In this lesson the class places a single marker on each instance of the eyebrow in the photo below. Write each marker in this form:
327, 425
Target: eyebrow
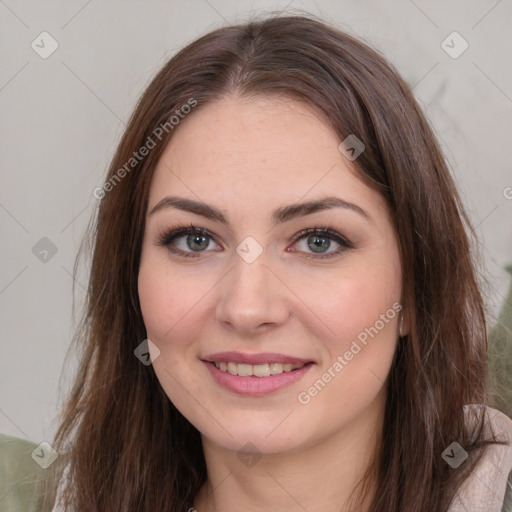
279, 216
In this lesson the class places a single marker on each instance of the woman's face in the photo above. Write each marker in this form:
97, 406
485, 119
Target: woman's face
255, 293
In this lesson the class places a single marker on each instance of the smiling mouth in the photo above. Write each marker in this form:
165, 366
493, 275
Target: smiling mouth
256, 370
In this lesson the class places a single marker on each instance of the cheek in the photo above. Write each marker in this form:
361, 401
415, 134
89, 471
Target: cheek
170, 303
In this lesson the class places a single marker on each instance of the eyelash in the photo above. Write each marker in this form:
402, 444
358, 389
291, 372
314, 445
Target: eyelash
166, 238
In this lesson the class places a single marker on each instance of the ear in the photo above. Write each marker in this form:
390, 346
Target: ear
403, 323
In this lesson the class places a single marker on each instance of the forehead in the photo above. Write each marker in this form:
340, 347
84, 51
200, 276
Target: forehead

:::::

Exercise directions:
In the data, how many lines hold the word "instance"? State that number alone.

Solution for this exercise:
7